## Information
>>>
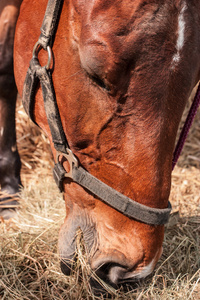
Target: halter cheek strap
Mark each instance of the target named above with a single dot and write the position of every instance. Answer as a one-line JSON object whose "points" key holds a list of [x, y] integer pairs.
{"points": [[36, 75]]}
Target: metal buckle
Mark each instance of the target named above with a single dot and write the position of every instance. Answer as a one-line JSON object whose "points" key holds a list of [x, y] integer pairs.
{"points": [[72, 160], [37, 49]]}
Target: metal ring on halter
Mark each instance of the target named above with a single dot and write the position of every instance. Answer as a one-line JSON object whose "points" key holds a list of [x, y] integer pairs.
{"points": [[37, 49]]}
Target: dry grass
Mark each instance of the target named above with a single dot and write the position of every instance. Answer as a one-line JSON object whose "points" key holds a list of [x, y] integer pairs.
{"points": [[29, 263]]}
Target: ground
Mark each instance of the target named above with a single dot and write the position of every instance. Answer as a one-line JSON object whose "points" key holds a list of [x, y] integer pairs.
{"points": [[29, 263]]}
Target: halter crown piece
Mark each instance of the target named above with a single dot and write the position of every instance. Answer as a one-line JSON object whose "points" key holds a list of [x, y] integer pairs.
{"points": [[38, 74]]}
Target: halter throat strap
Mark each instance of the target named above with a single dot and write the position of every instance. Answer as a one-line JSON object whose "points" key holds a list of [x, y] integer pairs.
{"points": [[36, 75]]}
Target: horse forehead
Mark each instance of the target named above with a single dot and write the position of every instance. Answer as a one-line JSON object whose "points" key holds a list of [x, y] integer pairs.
{"points": [[118, 21]]}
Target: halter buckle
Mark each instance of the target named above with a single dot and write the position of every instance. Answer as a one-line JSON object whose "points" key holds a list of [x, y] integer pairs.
{"points": [[72, 160], [36, 51]]}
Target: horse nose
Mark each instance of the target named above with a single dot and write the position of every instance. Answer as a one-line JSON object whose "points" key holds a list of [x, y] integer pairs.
{"points": [[111, 272]]}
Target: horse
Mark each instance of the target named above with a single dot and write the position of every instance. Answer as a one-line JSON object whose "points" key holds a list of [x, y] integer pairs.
{"points": [[122, 72], [10, 164]]}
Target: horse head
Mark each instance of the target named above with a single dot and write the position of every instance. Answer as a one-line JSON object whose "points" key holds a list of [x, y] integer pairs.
{"points": [[122, 73]]}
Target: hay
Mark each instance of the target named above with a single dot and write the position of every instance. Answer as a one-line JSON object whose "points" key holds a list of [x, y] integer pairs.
{"points": [[29, 263]]}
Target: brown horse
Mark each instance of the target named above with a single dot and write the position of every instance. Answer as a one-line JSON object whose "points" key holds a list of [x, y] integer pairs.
{"points": [[122, 73], [9, 157]]}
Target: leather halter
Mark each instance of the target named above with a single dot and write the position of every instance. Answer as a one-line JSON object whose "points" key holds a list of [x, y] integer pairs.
{"points": [[42, 74]]}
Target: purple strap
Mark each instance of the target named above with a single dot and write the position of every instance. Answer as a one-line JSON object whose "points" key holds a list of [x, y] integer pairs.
{"points": [[186, 127]]}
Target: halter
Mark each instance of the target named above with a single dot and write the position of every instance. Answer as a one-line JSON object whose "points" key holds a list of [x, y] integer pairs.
{"points": [[43, 74]]}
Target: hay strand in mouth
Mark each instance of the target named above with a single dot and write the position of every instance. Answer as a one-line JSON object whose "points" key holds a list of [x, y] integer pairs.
{"points": [[29, 262]]}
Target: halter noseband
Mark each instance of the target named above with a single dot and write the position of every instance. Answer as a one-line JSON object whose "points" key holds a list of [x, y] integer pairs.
{"points": [[37, 74]]}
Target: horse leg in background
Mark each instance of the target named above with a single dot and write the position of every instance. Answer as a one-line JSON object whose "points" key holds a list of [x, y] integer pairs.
{"points": [[10, 164]]}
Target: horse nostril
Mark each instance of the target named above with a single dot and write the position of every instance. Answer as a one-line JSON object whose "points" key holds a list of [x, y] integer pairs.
{"points": [[65, 267], [111, 272]]}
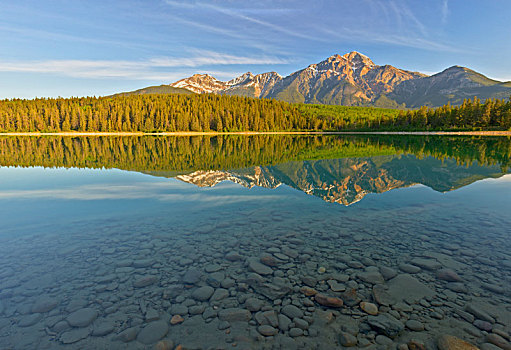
<<<
## Task prompt
Reproduce all of the material exactly, apart from the pictures.

## Reply
Target: halter cheek strap
Mark each instance of the target named above with a single dot and write the position of every instance. Answer as a one-line JSON object whose "points" key holds a list of [x, y] integer pairs.
{"points": [[36, 75]]}
Target: metal buckle
Mark each instance of the target named above with a single dot and write the position of every instance. Answer as a one-line JSON object whose "points" key holds a list of [x, y] integer pairs.
{"points": [[72, 160], [37, 49]]}
Target: metal ring on halter
Mark each instance of the target named above with a single dot and write the position of every instance. Answer as a one-line JSON object whose "points" key holds a list of [x, y] integer pairs.
{"points": [[37, 49]]}
Target: dry grass
Mark each instance of the target named above with a single dot and write the position of every instance. Answer as a one-line JSON object whose "points" key holds a list of [x, y] integer pairs.
{"points": [[29, 263]]}
Target: ground
Mark each instance of the target named above with a single dot and write the position of every instance. Answer as a one-line JSON object whose "points" key holds a list of [x, y] integer pairs.
{"points": [[29, 263]]}
Target: halter crown piece
Mark each instance of the target named above with a single dot and write the position of every instance. Answer as a one-line JSON object whose "points" key holds a list of [x, y] integer pairs.
{"points": [[38, 74]]}
Target: halter throat strap
Mark each instance of the target named above with a single dot and write the position of every instance. Answer as a one-line JSON object whose "points" key holds a list of [x, y] integer pairs.
{"points": [[36, 75]]}
Target: horse forehead
Mark each instance of the target named above with a single dot and write the position of every instance. Answer as a one-line JSON object whose "points" key holds a list of [x, y] integer pairs.
{"points": [[118, 21]]}
Target: halter buckle
Mark each instance of the target named above with a single dot and write the position of every instance. Answer as a one-line JSON object whose "points" key holds a list of [x, y] integer pairs.
{"points": [[72, 160], [36, 51]]}
Target: horse nose
Mark each instance of the target named above with a single dot and write the position of every instance. Answer as a one-line JSON object whose "points" key holds a list of [x, y] integer pairs.
{"points": [[111, 272]]}
Target: horse
Mark each instance of the target named above with a single dot and write the position of every instance. Answer as a one-line JSON object whose "points" key holds a list of [x, y] integer pairs.
{"points": [[122, 72], [10, 164]]}
Target: horse head
Mark each instance of the target named above with a single dot and write the position of every instance. Answer as a one-line JSON object whose "points" key holds a list of [x, y] integer pairs.
{"points": [[122, 73]]}
Target: hay
Mark each instance of the target named above with a single dot and write the position of every instance. Answer as a one-line JSON object whose "points" key holds a list of [x, y] integer pairs.
{"points": [[29, 263]]}
Target: brown horse
Mark each instance of the target named above with a single dot and write the position of every instance. Answer as a one-line JSON object whose "points" key holds a list of [x, y] integer pairs.
{"points": [[122, 73], [9, 157]]}
Target: leather halter
Mark each instance of the target named above with a single dot and write the position of every instance. Answer as a one-line JSON object whose "points" key holds a list of [x, y] integer pairs.
{"points": [[42, 74]]}
Target: purple strap
Mark each instance of the target named above with a single dot and write the position of every instance. Answer as a one-line JSON object whose "points" key holds a list of [x, y] integer pairs.
{"points": [[186, 127]]}
Target: halter
Mark each instance of the target named above with a single dot and write the position of every instance. Answer as a one-line JSON object whose "points" key holds a list of [x, y] integer pairs.
{"points": [[43, 74]]}
Target: hay strand in mouth
Mark each instance of the target named above with a single dot and write the position of every instance. Answer as a one-line JSON object whose "points" key holds a list of [x, y] integer pairs.
{"points": [[29, 262]]}
Target: halter noseband
Mark each instance of the target named above with a single dot and write the position of every instance. Answer as a one-line JSON object whose "points" key holds a list of [x, y] integer pairs.
{"points": [[37, 74]]}
Target: horse leg in background
Mark each instance of the target named above with a single dot and write the position of every instance. Answer as a one-line JSON object whose "points" key holds a list of [x, y] integer pairs.
{"points": [[10, 164]]}
Target: horse nostril
Mark each instance of the target named above with a single dot and write the position of every instance. Answer as a one-line JSON object whose "points" key holds a list of [x, y] integer pairs.
{"points": [[65, 267], [111, 272]]}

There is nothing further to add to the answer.